=== Work task ===
Please work out the number of lines in the following material that include "below", and reply with only that number.

>>>

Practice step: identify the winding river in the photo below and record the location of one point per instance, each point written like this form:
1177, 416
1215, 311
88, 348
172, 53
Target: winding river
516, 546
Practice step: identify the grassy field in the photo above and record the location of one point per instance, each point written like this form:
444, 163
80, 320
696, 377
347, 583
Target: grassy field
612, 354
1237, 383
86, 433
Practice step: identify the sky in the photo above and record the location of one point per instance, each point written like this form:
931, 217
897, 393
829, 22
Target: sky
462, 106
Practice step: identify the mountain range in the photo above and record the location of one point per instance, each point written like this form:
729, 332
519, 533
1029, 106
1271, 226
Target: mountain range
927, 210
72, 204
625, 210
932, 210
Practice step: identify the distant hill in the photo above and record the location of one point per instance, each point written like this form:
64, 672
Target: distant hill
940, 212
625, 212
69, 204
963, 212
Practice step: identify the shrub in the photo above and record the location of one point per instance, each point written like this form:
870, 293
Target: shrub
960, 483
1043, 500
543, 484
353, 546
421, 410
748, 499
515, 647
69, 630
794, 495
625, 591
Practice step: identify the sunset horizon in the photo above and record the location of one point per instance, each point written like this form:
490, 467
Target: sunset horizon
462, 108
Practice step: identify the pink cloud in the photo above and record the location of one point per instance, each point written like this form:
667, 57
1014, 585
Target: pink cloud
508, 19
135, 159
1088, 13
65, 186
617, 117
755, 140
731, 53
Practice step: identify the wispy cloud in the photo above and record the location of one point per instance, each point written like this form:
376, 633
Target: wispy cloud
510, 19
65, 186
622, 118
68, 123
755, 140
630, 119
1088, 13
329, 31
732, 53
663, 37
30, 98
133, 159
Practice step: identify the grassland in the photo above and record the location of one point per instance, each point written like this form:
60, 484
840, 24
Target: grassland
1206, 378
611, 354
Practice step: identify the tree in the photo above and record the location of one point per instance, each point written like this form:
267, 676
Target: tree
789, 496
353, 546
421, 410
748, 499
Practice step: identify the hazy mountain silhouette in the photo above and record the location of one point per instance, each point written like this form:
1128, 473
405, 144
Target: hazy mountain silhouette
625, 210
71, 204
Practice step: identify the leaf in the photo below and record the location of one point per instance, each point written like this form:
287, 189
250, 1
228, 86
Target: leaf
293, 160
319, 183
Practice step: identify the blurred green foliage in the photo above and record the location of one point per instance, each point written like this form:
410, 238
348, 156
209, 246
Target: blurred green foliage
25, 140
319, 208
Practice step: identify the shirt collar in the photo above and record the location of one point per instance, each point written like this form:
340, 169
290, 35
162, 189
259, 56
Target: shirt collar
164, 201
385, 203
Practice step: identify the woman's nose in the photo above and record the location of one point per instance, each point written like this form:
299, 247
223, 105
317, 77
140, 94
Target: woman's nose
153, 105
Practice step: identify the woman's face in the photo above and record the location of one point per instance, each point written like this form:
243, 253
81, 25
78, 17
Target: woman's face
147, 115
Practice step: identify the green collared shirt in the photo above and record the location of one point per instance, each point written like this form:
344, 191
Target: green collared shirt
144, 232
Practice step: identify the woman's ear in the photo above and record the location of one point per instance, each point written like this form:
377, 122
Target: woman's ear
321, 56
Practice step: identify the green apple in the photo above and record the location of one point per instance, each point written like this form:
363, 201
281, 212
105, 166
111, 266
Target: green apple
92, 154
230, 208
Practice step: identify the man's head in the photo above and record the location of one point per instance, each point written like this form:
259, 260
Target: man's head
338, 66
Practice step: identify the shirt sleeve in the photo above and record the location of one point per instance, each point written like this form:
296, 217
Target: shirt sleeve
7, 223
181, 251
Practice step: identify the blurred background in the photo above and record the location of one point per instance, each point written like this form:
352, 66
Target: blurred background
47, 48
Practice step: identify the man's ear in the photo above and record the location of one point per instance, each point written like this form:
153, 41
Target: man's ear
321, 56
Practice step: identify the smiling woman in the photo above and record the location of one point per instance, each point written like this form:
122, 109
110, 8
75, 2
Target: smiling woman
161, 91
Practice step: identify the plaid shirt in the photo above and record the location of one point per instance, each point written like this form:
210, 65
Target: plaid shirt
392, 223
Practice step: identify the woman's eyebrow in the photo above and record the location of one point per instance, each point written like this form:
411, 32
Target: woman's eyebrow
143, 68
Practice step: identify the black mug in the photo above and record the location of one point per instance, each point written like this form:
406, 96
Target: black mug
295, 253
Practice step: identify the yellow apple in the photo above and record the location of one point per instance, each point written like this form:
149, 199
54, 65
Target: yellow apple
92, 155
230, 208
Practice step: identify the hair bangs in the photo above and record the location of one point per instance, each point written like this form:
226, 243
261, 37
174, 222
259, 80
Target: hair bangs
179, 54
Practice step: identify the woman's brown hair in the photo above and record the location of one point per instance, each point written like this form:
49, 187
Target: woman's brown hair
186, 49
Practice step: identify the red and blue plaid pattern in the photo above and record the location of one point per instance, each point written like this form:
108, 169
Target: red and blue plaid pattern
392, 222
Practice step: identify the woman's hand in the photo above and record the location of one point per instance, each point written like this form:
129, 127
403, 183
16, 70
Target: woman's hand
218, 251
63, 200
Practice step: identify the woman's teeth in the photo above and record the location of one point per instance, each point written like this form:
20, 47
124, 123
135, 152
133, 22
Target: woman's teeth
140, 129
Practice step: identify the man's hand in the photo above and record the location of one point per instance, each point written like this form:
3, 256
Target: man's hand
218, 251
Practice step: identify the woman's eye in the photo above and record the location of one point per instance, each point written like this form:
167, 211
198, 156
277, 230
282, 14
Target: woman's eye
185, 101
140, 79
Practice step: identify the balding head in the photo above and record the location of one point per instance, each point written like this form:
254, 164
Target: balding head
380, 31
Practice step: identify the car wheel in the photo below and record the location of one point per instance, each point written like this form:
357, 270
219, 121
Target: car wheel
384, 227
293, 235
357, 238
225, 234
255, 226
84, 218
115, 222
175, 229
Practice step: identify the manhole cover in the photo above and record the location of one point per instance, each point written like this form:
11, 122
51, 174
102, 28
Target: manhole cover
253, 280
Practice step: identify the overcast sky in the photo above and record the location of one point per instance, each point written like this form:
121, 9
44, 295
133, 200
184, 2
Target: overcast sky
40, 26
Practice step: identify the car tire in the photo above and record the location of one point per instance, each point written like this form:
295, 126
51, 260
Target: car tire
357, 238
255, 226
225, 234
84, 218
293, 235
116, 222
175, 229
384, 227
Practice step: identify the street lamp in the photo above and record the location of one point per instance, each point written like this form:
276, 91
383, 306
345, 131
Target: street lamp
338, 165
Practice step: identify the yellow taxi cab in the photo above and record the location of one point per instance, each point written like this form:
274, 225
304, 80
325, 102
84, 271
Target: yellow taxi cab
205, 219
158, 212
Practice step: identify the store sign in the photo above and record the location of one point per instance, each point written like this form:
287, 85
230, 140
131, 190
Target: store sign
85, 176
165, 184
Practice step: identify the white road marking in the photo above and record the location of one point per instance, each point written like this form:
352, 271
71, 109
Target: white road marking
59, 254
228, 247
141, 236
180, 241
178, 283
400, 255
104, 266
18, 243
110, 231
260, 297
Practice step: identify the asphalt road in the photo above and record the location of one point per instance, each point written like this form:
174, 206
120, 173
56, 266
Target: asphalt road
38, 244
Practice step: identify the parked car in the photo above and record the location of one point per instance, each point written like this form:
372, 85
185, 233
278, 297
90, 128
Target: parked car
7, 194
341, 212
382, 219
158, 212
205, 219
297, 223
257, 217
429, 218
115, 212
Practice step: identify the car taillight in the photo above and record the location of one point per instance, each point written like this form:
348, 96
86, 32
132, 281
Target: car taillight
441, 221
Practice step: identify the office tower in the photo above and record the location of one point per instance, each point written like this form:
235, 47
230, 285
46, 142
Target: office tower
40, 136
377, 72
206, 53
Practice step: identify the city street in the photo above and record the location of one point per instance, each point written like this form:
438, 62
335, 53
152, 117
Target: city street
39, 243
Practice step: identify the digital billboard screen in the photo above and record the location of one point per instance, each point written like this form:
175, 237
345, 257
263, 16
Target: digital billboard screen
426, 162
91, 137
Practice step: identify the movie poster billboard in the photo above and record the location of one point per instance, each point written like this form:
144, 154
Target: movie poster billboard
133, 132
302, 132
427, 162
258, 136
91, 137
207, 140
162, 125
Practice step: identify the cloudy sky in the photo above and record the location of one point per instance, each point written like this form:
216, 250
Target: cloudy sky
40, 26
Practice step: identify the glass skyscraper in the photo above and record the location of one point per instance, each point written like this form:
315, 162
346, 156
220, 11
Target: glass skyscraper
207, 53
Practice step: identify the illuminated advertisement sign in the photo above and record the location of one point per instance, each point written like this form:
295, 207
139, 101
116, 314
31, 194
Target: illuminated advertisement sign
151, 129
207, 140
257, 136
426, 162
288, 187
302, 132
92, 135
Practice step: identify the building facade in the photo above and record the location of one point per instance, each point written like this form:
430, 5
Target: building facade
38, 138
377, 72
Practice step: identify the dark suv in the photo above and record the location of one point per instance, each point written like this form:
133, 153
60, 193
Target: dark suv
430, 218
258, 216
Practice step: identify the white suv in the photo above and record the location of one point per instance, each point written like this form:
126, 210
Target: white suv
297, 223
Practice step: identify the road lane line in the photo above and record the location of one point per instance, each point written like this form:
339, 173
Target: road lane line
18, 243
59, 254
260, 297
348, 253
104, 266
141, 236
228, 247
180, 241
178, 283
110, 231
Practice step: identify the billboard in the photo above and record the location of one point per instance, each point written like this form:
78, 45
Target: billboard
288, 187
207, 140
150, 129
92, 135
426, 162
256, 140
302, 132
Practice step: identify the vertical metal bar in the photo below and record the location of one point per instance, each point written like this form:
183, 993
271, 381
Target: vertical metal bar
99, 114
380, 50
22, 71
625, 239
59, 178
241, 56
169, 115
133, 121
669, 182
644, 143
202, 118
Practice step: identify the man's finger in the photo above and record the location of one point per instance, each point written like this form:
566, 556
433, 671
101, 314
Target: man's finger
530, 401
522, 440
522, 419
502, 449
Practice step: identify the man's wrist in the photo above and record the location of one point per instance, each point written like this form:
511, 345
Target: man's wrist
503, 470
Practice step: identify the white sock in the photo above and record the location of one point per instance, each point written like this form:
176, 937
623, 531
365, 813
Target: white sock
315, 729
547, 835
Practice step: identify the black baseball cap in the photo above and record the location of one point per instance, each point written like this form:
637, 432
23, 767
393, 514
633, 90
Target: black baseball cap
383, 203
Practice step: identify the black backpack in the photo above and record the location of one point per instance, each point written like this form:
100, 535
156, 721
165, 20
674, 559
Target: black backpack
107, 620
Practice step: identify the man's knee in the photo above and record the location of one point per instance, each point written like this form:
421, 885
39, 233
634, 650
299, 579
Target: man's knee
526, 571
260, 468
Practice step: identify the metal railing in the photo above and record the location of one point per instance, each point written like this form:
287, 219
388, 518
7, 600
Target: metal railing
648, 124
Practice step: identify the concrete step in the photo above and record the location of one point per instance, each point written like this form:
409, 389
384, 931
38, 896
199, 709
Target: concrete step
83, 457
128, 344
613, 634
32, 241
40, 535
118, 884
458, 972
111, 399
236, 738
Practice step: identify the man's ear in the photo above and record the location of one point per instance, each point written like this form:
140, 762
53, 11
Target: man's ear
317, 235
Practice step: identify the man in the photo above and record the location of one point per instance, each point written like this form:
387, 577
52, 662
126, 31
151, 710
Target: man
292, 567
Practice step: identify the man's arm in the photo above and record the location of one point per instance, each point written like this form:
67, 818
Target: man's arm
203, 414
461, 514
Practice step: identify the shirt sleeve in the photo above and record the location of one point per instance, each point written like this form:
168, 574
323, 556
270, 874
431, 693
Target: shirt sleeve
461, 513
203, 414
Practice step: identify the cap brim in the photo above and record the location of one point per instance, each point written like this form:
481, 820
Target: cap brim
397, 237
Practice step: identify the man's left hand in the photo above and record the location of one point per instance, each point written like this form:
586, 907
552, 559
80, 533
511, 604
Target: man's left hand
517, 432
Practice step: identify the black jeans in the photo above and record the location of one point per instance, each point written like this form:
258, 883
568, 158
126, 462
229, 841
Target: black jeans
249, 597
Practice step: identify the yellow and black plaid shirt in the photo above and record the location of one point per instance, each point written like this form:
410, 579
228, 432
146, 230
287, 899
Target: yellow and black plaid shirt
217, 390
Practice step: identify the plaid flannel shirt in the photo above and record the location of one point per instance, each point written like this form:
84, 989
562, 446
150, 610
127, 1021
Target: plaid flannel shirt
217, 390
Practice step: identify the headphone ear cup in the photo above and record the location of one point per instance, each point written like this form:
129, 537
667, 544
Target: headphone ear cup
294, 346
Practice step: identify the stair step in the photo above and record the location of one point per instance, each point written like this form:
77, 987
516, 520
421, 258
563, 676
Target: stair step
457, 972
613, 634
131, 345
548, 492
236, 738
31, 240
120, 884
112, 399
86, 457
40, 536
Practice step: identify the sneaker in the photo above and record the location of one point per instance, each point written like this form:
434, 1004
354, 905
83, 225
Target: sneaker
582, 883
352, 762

<<<

=== Task answer ===
4